Point localization data
---
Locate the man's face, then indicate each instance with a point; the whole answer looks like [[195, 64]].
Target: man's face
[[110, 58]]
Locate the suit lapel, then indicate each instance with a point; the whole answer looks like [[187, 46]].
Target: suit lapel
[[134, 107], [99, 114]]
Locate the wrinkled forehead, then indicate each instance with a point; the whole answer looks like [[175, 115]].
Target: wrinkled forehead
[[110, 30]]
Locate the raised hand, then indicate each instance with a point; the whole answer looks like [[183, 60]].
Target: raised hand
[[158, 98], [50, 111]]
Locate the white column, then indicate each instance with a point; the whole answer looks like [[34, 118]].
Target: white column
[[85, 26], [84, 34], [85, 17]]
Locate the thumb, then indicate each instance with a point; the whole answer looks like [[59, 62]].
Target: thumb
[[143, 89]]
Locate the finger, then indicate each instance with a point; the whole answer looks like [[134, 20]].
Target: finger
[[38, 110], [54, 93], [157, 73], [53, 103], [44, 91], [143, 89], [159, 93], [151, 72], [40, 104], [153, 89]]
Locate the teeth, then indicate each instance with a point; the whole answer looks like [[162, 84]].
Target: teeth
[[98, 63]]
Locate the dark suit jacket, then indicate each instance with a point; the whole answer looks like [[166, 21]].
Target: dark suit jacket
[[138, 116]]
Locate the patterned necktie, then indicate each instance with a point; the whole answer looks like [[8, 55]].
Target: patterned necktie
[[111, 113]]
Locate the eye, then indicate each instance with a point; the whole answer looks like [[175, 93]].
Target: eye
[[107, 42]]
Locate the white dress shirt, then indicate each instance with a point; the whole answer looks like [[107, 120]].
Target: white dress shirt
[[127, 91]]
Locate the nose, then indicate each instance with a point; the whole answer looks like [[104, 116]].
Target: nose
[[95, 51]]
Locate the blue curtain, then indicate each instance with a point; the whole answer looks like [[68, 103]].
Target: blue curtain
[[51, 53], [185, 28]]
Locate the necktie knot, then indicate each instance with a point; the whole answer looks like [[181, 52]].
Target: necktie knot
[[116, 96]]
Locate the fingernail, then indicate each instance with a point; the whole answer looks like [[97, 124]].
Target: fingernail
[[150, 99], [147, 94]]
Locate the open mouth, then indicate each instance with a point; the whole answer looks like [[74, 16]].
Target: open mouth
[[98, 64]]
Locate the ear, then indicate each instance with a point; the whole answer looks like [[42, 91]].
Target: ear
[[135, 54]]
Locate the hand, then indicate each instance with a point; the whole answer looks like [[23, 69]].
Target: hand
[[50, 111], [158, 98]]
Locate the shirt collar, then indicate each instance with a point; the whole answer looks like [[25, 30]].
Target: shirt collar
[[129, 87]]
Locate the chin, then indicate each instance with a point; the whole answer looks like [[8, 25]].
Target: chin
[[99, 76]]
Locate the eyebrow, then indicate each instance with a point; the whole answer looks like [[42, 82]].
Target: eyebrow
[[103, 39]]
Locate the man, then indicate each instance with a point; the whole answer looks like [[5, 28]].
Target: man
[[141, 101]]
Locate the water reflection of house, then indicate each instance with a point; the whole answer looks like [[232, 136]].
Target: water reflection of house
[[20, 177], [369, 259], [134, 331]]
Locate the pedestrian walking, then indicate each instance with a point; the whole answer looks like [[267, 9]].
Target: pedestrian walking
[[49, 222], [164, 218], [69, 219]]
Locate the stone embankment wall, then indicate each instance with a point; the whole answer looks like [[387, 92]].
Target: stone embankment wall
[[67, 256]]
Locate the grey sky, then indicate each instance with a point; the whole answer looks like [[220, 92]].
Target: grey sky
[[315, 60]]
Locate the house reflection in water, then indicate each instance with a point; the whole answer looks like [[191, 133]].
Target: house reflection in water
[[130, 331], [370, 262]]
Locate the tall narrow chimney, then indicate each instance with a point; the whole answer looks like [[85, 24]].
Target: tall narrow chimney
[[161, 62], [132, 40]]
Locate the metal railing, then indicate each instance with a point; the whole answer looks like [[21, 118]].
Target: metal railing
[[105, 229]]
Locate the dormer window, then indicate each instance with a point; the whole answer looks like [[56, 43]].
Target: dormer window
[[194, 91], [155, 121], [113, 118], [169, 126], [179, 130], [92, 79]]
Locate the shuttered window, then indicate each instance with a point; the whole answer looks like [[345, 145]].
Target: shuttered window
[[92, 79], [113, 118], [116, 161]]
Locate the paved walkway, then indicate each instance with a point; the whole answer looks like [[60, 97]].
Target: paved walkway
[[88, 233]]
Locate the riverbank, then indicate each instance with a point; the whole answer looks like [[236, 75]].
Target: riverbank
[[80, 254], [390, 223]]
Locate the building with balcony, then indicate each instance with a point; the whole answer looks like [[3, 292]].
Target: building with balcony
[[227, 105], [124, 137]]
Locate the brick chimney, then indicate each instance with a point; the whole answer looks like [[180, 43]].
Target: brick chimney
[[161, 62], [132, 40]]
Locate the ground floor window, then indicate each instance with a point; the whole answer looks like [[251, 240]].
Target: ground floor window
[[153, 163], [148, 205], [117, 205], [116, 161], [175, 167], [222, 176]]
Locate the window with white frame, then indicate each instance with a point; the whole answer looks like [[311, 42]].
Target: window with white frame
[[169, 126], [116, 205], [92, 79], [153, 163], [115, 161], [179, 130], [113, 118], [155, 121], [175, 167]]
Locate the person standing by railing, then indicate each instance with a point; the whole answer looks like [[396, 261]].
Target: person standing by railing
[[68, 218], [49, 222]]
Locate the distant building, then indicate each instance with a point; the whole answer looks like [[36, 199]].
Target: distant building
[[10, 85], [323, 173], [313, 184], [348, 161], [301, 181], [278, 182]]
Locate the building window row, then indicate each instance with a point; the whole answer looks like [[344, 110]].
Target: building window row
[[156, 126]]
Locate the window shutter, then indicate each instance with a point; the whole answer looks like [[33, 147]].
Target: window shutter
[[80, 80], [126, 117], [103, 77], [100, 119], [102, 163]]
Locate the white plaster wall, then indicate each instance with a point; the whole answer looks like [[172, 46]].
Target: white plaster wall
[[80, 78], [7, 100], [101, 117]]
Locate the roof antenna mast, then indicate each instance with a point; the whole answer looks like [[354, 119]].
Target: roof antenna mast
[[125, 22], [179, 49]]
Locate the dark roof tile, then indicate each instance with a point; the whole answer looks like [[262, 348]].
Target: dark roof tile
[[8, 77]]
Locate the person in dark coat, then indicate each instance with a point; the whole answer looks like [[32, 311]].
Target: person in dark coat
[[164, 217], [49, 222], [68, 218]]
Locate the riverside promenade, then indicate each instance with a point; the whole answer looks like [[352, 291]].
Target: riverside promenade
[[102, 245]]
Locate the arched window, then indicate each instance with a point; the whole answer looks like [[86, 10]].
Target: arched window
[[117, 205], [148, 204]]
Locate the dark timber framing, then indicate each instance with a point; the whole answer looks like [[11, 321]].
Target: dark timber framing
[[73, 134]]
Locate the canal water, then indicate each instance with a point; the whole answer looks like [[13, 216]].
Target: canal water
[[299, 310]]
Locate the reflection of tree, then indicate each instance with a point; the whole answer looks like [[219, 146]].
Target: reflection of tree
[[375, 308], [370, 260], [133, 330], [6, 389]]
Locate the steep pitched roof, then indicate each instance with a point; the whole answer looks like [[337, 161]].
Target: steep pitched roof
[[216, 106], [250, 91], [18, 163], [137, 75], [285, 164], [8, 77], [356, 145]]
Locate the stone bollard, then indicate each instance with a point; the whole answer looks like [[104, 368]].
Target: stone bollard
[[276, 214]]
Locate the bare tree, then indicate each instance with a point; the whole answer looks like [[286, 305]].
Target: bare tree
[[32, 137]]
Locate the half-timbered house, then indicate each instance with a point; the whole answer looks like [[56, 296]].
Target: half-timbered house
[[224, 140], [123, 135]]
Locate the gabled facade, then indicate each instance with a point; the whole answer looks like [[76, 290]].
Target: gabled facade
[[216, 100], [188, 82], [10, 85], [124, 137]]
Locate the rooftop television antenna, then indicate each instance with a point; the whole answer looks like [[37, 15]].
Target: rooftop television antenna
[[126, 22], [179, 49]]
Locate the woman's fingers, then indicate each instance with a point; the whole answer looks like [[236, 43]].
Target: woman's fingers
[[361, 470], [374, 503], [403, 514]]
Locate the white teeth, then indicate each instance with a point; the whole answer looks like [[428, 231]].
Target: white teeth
---
- **About this task**: This exercise asks for an exact repeat of the lines from the one holding "Locate the white teeth, then" through the end of the data above.

- **Task response**:
Locate the white teeth, then indicate each instance with a point; the whole answer looks like [[428, 231]].
Target: white teeth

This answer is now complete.